# Exercise input start
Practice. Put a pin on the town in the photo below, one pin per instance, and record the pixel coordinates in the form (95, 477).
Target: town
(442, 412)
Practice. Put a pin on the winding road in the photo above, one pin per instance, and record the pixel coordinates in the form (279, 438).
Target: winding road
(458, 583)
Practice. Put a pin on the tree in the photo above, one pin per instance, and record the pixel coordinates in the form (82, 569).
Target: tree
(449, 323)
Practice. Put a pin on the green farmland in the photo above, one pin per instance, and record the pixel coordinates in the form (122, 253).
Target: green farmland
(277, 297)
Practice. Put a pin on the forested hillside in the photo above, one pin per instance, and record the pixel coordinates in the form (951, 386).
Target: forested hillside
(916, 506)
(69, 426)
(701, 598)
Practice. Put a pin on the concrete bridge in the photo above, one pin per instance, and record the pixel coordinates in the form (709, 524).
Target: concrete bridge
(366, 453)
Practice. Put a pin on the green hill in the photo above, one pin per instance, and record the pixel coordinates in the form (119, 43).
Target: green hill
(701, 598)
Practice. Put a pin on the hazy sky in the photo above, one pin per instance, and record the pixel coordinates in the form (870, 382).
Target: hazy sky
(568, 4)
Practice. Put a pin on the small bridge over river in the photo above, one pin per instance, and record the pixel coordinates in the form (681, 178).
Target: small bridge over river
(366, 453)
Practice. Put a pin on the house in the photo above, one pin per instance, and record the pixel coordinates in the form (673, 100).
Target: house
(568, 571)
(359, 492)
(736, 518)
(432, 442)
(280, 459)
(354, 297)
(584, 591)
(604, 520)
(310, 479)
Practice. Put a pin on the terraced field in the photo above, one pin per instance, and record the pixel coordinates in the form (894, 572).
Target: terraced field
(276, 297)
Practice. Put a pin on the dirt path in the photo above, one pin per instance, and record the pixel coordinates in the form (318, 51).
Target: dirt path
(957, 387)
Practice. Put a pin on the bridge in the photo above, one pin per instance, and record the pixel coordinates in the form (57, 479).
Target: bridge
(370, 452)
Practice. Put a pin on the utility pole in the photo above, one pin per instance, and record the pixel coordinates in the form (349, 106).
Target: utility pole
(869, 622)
# Exercise input end
Task objective ▸ Could you copy out the whole listing above, line for line, with nothing changed?

Solution to the exercise ▸
Practice. Put a pin on the town in the photo below, one pin per instance, and record the pixel coordinates in the form (95, 477).
Target: town
(442, 412)
Practice. Put a pin on the winding road in the photo above, one pin per instance, and record the pixel coordinates in the form (279, 438).
Target: winding road
(458, 583)
Practice. Put a pin on the tree in the photo above, one pin per instance, and record the pixel coordinates in the form (82, 569).
Target: tree
(449, 323)
Practice. Put a pin on the green farmland in the photo above, one pin per instance, and record the pixel coordinates in the form (122, 253).
Target: green farmland
(277, 297)
Practice. Put a pin on the forested hillside in the photo above, one pin per instance, and record the pixel coordinates in the form (951, 386).
Target: forested hillside
(916, 506)
(69, 426)
(701, 598)
Practice. Put a pin on the concrete bridge in the photo above, one pin per instance, and record the pixel coordinates in the form (709, 524).
Target: concrete bridge
(366, 453)
Practice. Put a pin on the green hill in the photo above, one pin per instance, and record the pixel coordinates in the form (119, 43).
Target: green hill
(701, 598)
Practice. Put a pin on the hazy sky in the photo above, one pin per instance, and record the pixel coordinates in the form (870, 382).
Target: hazy sky
(568, 4)
Practice. Put a pin on the small bridge over river in the photo above, one pin per instance, and record the pixel coordinates in the form (681, 178).
Target: small bridge over river
(366, 453)
Practice. Put a pin on the house in the photo above, one pin per instance, and record the pixel coordinates in the form (673, 100).
Target: house
(568, 571)
(359, 492)
(736, 518)
(432, 442)
(280, 459)
(354, 297)
(584, 591)
(604, 520)
(310, 479)
Practice. Put a pin on the terraced field in the photo above, one pin per instance, and record the pixel coordinates in the form (894, 572).
Target: terraced field
(276, 297)
Practice. Put a pin on the dirt path in the photo above, one pin per instance, and record the pixel coordinates in the form (318, 51).
Target: dirt path
(957, 387)
Practice. Put a pin on the bridge in the photo above, one pin per instance, and record the pixel coordinates in the form (57, 479).
Target: bridge
(370, 452)
Practice. Put a pin on the utility pole in the photo above, one pin per instance, and record the pixel coordinates in the form (349, 106).
Target: utility pole
(869, 622)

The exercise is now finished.